Please rewrite the entries below, replacing "coiled rope" with "rope coil" everywhere and changing nothing else. Leave the pictures out of your answer.

╔══

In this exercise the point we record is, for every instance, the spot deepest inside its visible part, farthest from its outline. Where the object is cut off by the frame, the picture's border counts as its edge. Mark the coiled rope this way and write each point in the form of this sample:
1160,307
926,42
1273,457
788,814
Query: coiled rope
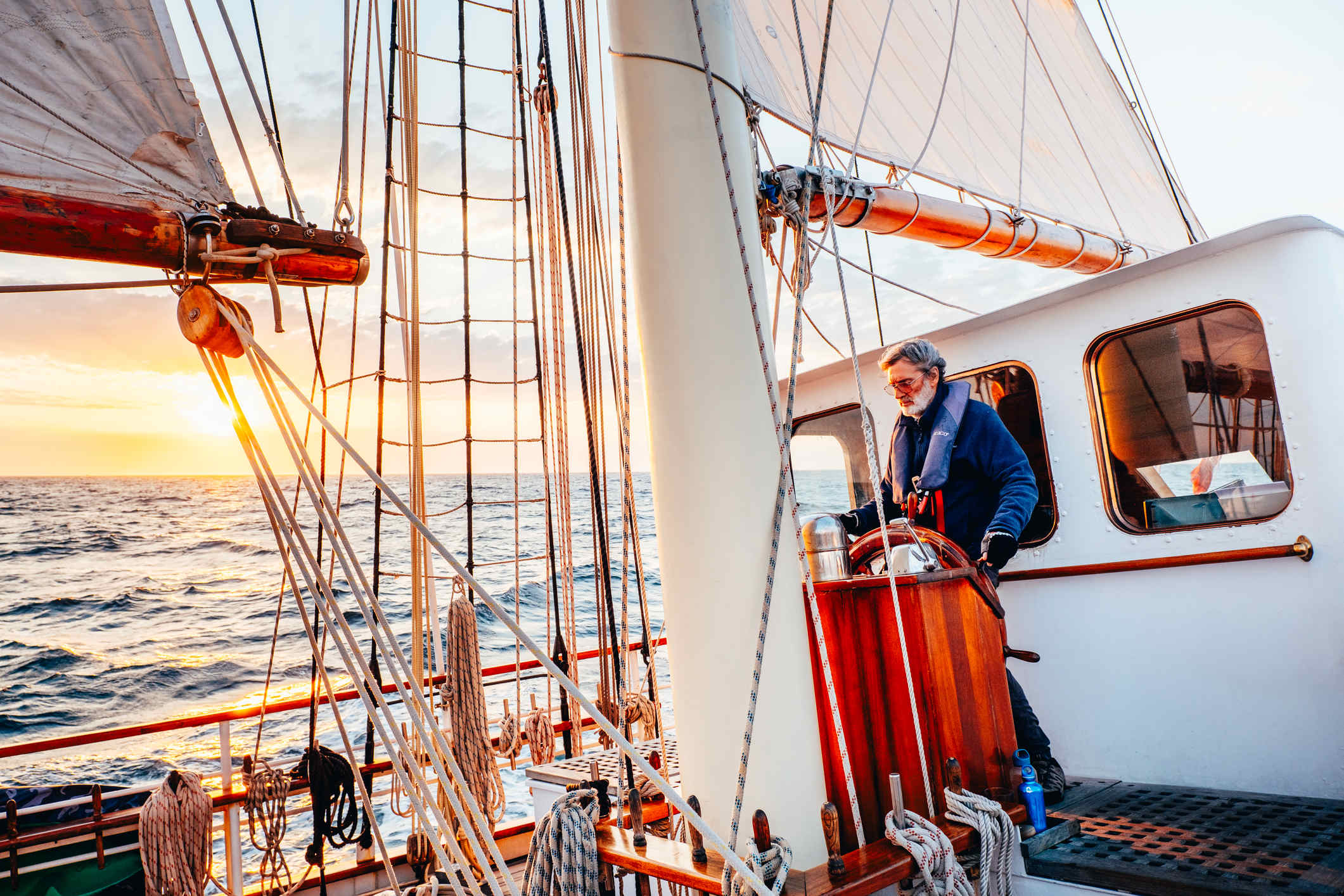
640,708
465,700
772,864
940,874
268,790
511,739
331,781
175,837
562,860
541,736
997,837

╚══

TASK SOLUTION.
In this exercise the point we record is, for every instance, the spot deepest inside its visible part, farthest from its outline. Where the object is cut off by the frame, the picture's border counts as its edge. Mark the rope coil this way and write each point in the form of this sample:
1160,307
926,42
1273,457
788,814
Query: rope coil
640,708
465,700
772,864
940,874
268,790
511,739
331,781
175,837
562,860
541,736
997,837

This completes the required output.